►

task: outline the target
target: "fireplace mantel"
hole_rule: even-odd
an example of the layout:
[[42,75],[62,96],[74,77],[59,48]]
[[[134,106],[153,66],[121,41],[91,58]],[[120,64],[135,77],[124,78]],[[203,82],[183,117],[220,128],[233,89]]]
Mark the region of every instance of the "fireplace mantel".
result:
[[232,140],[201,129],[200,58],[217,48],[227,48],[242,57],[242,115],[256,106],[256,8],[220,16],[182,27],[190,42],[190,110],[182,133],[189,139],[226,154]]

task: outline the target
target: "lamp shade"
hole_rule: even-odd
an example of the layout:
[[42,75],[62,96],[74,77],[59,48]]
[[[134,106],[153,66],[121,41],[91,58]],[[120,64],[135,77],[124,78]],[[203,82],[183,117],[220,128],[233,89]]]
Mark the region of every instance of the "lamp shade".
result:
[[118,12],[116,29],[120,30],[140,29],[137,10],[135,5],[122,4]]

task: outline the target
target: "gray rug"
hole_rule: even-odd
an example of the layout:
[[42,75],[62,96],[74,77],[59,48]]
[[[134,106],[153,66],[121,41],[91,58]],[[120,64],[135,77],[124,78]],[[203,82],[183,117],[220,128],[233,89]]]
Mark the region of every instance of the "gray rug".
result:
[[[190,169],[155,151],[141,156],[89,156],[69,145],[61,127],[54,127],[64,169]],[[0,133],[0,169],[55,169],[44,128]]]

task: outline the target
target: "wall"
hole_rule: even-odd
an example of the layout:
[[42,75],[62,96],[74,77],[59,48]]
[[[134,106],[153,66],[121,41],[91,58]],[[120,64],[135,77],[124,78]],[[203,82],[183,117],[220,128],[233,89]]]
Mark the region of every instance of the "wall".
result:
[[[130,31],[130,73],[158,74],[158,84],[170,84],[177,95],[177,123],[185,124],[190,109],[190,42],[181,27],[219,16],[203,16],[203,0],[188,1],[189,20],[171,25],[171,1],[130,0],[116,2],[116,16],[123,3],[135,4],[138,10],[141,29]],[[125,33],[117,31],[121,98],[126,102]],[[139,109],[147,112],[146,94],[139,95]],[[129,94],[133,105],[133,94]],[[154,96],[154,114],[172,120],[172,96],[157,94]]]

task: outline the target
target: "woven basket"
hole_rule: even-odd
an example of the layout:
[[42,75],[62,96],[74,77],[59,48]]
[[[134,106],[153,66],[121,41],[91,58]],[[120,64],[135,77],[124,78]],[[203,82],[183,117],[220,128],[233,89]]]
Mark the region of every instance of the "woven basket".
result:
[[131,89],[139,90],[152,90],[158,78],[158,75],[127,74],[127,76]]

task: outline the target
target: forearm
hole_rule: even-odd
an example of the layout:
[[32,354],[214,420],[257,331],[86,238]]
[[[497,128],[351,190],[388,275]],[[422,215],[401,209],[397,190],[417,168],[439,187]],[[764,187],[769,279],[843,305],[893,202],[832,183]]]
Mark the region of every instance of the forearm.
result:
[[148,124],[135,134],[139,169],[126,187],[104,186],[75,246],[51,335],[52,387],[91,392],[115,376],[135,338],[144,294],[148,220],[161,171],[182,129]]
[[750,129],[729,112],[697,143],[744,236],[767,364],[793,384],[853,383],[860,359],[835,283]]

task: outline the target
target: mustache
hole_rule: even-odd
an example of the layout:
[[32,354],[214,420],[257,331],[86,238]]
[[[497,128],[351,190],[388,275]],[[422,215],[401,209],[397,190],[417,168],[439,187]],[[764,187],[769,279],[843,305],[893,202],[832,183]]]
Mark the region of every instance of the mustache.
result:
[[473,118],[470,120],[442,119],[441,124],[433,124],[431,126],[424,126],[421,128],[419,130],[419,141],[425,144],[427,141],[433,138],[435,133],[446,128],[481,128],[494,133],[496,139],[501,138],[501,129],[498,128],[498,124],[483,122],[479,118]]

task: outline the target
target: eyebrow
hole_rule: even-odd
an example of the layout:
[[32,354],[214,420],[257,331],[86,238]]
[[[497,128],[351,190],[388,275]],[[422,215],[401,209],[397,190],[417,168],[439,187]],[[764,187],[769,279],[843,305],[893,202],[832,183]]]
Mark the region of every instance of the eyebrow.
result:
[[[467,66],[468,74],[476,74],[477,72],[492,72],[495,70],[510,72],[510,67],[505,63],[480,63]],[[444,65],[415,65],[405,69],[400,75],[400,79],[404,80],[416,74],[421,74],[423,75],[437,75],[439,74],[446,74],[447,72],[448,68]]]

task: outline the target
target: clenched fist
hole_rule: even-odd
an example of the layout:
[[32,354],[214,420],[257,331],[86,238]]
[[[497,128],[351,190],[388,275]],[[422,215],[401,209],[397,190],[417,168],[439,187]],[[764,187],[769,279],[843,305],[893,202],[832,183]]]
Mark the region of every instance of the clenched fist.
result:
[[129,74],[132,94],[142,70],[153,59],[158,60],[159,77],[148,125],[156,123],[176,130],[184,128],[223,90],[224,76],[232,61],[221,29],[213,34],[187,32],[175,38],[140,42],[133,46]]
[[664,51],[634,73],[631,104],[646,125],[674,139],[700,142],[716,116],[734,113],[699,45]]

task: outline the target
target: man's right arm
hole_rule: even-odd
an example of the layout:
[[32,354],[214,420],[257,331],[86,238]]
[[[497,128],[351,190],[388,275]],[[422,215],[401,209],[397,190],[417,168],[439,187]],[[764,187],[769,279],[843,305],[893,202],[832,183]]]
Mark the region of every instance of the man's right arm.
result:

◄

Convert the data above into a Markdown table with the columns Row and Line, one row per line in order and no rows for blank lines.

| Row | Line |
|---|---|
| 1 | task: outline the target |
| 2 | target: "fireplace mantel" |
| 3 | hole_rule: even-odd |
| 4 | an example of the layout: |
| 5 | [[42,75],[62,96],[74,77],[59,48]] |
| 6 | [[[134,106],[153,66],[121,41],[91,58]],[[120,64],[135,77],[124,78]],[[203,82],[183,117],[220,128],[233,89]]] |
| 7 | Mark the region of every instance of the "fireplace mantel". |
| 8 | result: |
| 9 | [[232,140],[201,129],[200,58],[217,48],[227,48],[242,57],[242,115],[256,106],[256,8],[220,16],[182,27],[190,42],[190,110],[182,133],[189,139],[226,154]] |
| 10 | task: outline the target |
| 11 | target: "lamp shade" |
| 12 | hole_rule: even-odd |
| 13 | an example of the layout: |
| 14 | [[42,75],[62,96],[74,77],[59,48]] |
| 15 | [[[134,106],[153,66],[121,41],[91,58]],[[120,64],[135,77],[124,78]],[[203,82],[183,117],[220,128],[233,89]]] |
| 16 | Mark the region of every instance of the "lamp shade". |
| 17 | result: |
| 18 | [[118,12],[116,29],[120,30],[140,29],[137,10],[135,5],[122,4]] |
| 19 | task: outline the target |
| 20 | target: "gray rug" |
| 21 | hole_rule: even-odd |
| 22 | an example of the layout: |
| 23 | [[42,75],[62,96],[74,77],[59,48]] |
| 24 | [[[134,106],[153,66],[121,41],[91,58]],[[120,64],[135,77],[124,78]],[[203,82],[183,117],[220,128],[233,89]]] |
| 25 | Mark the region of every instance of the "gray rug". |
| 26 | result: |
| 27 | [[[190,169],[155,151],[141,156],[89,156],[69,145],[61,127],[54,127],[64,169]],[[0,133],[0,169],[55,169],[44,128]]] |
| 28 | task: outline the target |
| 29 | target: "wall" |
| 30 | hole_rule: even-odd |
| 31 | an example of the layout: |
| 32 | [[42,75],[62,96],[74,77],[59,48]] |
| 33 | [[[134,106],[153,66],[121,41],[91,58]],[[120,64],[135,77],[124,78]],[[203,82],[183,117],[220,128],[233,89]]] |
| 34 | Mark the region of every instance of the "wall". |
| 35 | result: |
| 36 | [[[130,31],[130,73],[158,74],[158,84],[170,84],[177,95],[177,123],[185,124],[190,109],[190,42],[181,27],[219,16],[203,16],[203,0],[188,1],[189,20],[171,25],[171,1],[130,0],[116,2],[116,16],[123,3],[135,4],[138,10],[141,29]],[[125,33],[117,31],[121,98],[126,102]],[[139,109],[147,112],[146,94],[139,95]],[[129,94],[133,105],[133,94]],[[154,96],[154,114],[172,120],[172,96],[157,94]]] |
| 37 | task: outline the target |
| 38 | target: "woven basket" |
| 39 | hole_rule: even-odd |
| 40 | an example of the layout: |
| 41 | [[42,75],[62,96],[74,77],[59,48]] |
| 42 | [[[134,106],[153,66],[121,41],[91,58]],[[120,64],[135,77],[124,78]],[[203,82],[183,117],[220,128],[233,89]]] |
| 43 | Mark the region of every instance of the "woven basket". |
| 44 | result: |
| 45 | [[131,89],[139,90],[152,90],[158,78],[158,75],[127,74],[127,76]] |
| 46 | task: outline the target |
| 47 | target: forearm |
| 48 | hole_rule: even-odd |
| 49 | an example of the layout: |
| 50 | [[32,354],[214,420],[257,331],[86,238]] |
| 51 | [[[497,128],[351,190],[388,275]],[[422,215],[401,209],[397,190],[417,168],[439,187]],[[764,187],[769,279],[843,305],[893,202],[832,183]]] |
| 52 | Mark the region of every instance of the forearm. |
| 53 | result: |
| 54 | [[148,124],[135,134],[139,169],[126,187],[104,186],[75,246],[51,335],[52,387],[91,392],[115,376],[135,338],[144,294],[148,220],[161,171],[182,129]] |
| 55 | [[750,129],[729,112],[697,143],[744,236],[767,364],[793,384],[853,383],[860,359],[835,283]] |
| 56 | task: outline the target |
| 57 | target: mustache |
| 58 | hole_rule: even-odd |
| 59 | an example of the layout: |
| 60 | [[32,354],[214,420],[257,331],[86,238]] |
| 61 | [[[497,128],[351,190],[388,275]],[[422,215],[401,209],[397,190],[417,168],[439,187]],[[764,187],[769,279],[843,305],[893,202],[832,183]]] |
| 62 | Mark the region of every instance of the mustache. |
| 63 | result: |
| 64 | [[473,118],[470,120],[442,119],[441,124],[433,124],[431,126],[424,126],[421,128],[419,130],[419,141],[425,144],[427,141],[433,138],[435,133],[446,128],[481,128],[494,133],[496,139],[501,138],[501,129],[498,128],[498,124],[483,122],[479,118]] |
| 65 | task: outline the target |
| 66 | target: eyebrow |
| 67 | hole_rule: even-odd |
| 68 | an example of the layout: |
| 69 | [[32,354],[214,420],[257,331],[86,238]] |
| 70 | [[[497,128],[351,190],[388,275]],[[422,215],[401,209],[397,190],[417,168],[439,187]],[[764,187],[769,279],[843,305],[893,202],[832,183]]] |
| 71 | Mark the region of every instance of the eyebrow. |
| 72 | result: |
| 73 | [[[467,66],[468,74],[476,74],[477,72],[492,72],[495,70],[510,72],[510,67],[505,63],[480,63]],[[444,65],[415,65],[405,69],[400,75],[400,79],[404,80],[416,74],[421,74],[423,75],[437,75],[439,74],[446,74],[447,72],[448,68]]] |
| 74 | task: outline the target |
| 75 | target: clenched fist |
| 76 | hole_rule: even-odd |
| 77 | an example of the layout: |
| 78 | [[32,354],[214,420],[257,331],[86,238]] |
| 79 | [[[497,128],[351,190],[388,275]],[[422,215],[401,209],[397,190],[417,168],[439,187]],[[764,187],[769,279],[843,305],[893,202],[832,183]]] |
| 80 | Mark the region of every instance of the clenched fist. |
| 81 | result: |
| 82 | [[129,74],[132,94],[142,70],[153,59],[158,60],[159,77],[148,125],[156,123],[176,130],[184,128],[223,90],[224,76],[232,61],[221,29],[213,34],[187,32],[175,38],[140,42],[133,46]] |
| 83 | [[664,51],[634,73],[631,104],[646,125],[674,139],[700,142],[716,116],[734,113],[699,45]] |
| 84 | task: outline the target |
| 85 | target: man's right arm |
| 86 | hole_rule: even-odd |
| 87 | an example of the layout: |
| 88 | [[32,354],[214,420],[257,331],[86,238]] |
| 89 | [[[497,128],[351,190],[388,275]],[[422,215],[401,209],[397,190],[417,168],[439,187]],[[764,187],[769,279],[843,305],[893,202],[832,183]]] |
| 90 | Mark the region of every instance of the man's right arm. |
| 91 | result: |